◆ **WHAT THE TASK ASKS**: Copy all the material below, exactly as it stands.

◆ **RECORDS TO USE**:
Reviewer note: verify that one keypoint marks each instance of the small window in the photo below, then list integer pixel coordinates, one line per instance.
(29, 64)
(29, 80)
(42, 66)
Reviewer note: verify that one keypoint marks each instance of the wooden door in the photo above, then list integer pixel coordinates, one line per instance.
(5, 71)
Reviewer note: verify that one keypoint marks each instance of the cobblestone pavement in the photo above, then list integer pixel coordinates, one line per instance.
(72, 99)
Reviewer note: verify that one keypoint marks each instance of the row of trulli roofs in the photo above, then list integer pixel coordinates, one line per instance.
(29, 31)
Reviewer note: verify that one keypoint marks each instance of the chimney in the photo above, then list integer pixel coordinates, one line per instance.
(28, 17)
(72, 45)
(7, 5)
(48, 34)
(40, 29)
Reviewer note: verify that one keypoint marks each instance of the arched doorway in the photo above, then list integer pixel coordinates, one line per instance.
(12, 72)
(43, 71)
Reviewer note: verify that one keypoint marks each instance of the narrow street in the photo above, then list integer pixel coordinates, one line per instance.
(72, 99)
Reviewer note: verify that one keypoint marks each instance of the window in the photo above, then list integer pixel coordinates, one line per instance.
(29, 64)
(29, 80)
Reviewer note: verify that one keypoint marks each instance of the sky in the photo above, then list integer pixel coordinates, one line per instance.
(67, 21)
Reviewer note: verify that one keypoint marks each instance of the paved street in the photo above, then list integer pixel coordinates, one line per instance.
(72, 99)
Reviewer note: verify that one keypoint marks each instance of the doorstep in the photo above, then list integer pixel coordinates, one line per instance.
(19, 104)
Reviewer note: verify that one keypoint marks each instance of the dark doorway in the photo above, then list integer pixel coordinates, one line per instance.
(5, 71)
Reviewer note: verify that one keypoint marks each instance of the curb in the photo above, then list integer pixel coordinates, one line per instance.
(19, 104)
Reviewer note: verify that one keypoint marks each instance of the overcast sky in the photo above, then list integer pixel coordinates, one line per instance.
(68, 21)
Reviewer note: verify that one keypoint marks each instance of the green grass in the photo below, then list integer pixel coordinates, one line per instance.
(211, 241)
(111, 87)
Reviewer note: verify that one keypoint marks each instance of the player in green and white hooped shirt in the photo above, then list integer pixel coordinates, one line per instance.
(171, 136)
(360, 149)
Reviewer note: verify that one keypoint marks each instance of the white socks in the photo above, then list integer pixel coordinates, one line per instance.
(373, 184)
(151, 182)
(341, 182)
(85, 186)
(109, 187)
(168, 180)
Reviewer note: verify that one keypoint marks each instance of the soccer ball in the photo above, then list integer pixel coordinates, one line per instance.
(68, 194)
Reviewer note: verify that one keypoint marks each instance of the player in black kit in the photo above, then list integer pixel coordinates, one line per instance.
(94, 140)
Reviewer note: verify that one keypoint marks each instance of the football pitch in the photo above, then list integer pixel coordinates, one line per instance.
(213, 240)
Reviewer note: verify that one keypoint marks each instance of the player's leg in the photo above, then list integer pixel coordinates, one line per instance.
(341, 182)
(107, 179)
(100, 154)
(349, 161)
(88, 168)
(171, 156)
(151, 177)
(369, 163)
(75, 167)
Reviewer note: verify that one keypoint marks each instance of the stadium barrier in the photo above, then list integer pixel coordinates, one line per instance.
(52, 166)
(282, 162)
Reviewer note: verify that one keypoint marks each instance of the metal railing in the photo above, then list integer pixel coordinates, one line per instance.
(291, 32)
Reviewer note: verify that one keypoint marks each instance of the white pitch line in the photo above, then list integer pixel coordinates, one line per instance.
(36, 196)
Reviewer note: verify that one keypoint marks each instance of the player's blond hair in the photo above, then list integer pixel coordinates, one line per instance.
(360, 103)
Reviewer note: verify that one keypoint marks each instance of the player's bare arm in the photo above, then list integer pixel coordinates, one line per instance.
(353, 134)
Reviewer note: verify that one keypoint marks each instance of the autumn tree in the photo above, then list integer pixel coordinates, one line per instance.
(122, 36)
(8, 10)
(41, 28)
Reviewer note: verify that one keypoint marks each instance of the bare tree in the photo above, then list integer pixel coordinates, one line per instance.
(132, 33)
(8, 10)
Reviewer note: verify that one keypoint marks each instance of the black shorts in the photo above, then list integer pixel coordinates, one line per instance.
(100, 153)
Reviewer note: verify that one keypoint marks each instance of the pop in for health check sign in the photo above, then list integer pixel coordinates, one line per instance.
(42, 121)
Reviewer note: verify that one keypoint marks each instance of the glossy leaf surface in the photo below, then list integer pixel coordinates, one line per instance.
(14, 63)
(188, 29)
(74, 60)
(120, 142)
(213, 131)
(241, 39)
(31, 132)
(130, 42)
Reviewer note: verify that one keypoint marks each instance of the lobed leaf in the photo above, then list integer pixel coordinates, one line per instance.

◆ **OUTPUT FOR THIS EXERCISE**:
Reviewer note: verify that one keypoint marks each instance of the small window in the photo below, then list integer pixel coordinates, one line per instance.
(29, 64)
(29, 80)
(42, 66)
Reviewer note: verify that one keypoint marks each instance of the wooden door in the photo above, then list integer pixel coordinates, one line per instance.
(5, 71)
Reviewer note: verify that one keypoint marks each instance of the cobblestone pavement in the photo above, then list integer pixel coordinates, one line per instance.
(72, 99)
Reviewer note: verify that one keypoint marks each instance of the row of trulli roofs in the photo above, then list integer pixel coordinates, one line per instance.
(29, 31)
Reviewer note: verify that one keypoint marks each instance of the chimney in the photo above, then list integer pixel coordinates, one line per instance.
(28, 17)
(72, 45)
(7, 5)
(48, 34)
(40, 29)
Reviewer note: verify that one keypoint marks each instance of the arched doorway in the photo above, then list integer pixel coordinates, one line per instance.
(12, 72)
(43, 71)
Reviewer note: verify that one keypoint marks each instance of the narrow street in the photo above, then list integer pixel coordinates, one line per instance.
(72, 99)
Reviewer note: verify that one keypoint marks each instance of the window in the photo above, then list integer pixel coordinates, one line per instance.
(29, 64)
(29, 80)
Reviewer note: verify that one keypoint marks each instance of the sky in the photo above, then list integer pixel coordinates, one line per instance.
(67, 21)
Reviewer note: verify that one keypoint marks each instance of the paved street in the photo above, then list integer pixel coordinates, one line per instance.
(72, 99)
Reviewer note: verify that one keypoint marks each instance of the doorstep in the photo above, then list integer pixel coordinates, one line per instance.
(19, 104)
Reviewer note: verify that one keypoint marks each instance of the dark doorway in the photo above, then list integer pixel coordinates, one line per instance.
(5, 71)
Reviewer note: verify that one keypoint marks each instance of the curb in the photo above, then list integer pixel coordinates, one line per instance.
(19, 104)
Reviewer note: verify that one keypoint marks each instance of the overcast sky in the photo above, then list integer pixel coordinates, one line per instance.
(68, 21)
Reviewer note: verify that one keypoint marks each instance of the green grass in the photo below, then list integer pixel coordinates, one line per instance.
(211, 241)
(111, 87)
Reviewer note: verify that one keypoint marks each instance of the player in green and white hooped shirt in the photo above, then list integer pixel coordinates, one line per instance.
(171, 136)
(360, 149)
Reviewer note: verify that one keypoint marks each instance of the white socks in the photo above, then list integer pixel coordinates, one line per instance.
(373, 184)
(151, 182)
(341, 182)
(85, 186)
(109, 187)
(168, 180)
Reviewer note: verify that one keypoint marks each instance of the soccer ball in the photo above, then list integer pixel coordinates, one line per instance.
(68, 194)
Reviewer note: verify that one keypoint marks each instance of the player in black kit in the photo above, then list integer pixel coordinates, one line per instance.
(94, 140)
Reviewer note: verify that one keypoint marks each instance of the football pitch in the photo above, then list integer pixel coordinates, one line per instance.
(213, 240)
Reviewer note: verify that one keypoint marks each instance of the player's leg in the photo above, then list integer pixel coordinates, one line per instance.
(341, 182)
(107, 179)
(100, 154)
(349, 161)
(88, 168)
(171, 156)
(151, 177)
(369, 163)
(75, 167)
Reviewer note: verify that one keypoint marks each instance of the stadium barrier in the photo above, then list integer pixel coordinates, one line per instance.
(52, 166)
(282, 162)
Reviewer note: verify that one keypoint marks each instance of the metal railing in the photo above, then list integer pixel coordinates, one line per instance.
(291, 32)
Reviewer note: verify that one keypoint marks each instance of the white pitch line in the photo above, then list integer pixel coordinates, one line per instance.
(36, 196)
Reviewer note: verify that one keypoint marks each instance of the player's blond hair in the photo above, then list integer pixel coordinates, one line per instance.
(360, 103)
Reviewer note: verify that one keypoint marks each instance of the player's bare arm in the photo above, then list integer pixel coordinates, one line per instance.
(353, 134)
Reviewer note: verify that one keypoint marks each instance of the autumn tree in the photo above, then list integer pixel coordinates, one line per instance.
(122, 36)
(8, 10)
(41, 28)
Reviewer note: verify that one keypoint marks each instance of the bare tree in the photo above, then list integer pixel coordinates, one line per instance.
(132, 33)
(8, 10)
Reviewer note: verify that one keypoint marks each instance of the black shorts in the photo above, then list integer pixel coordinates, one line per instance.
(100, 153)
Reviewer note: verify that one keypoint marks each instance of the pop in for health check sign in the photo above, then list integer pixel coordinates, one line per instance.
(42, 121)
Reviewer note: verify that one keypoint marks each instance of the glossy leaf surface in the photo below, then list integer pixel coordinates, one line per instance.
(14, 63)
(188, 29)
(74, 60)
(120, 142)
(213, 131)
(241, 39)
(31, 132)
(130, 42)
Reviewer note: verify that one keypoint marks each instance of the lobed leaf in the photo above, then list integer pixel coordinates, one line per instance.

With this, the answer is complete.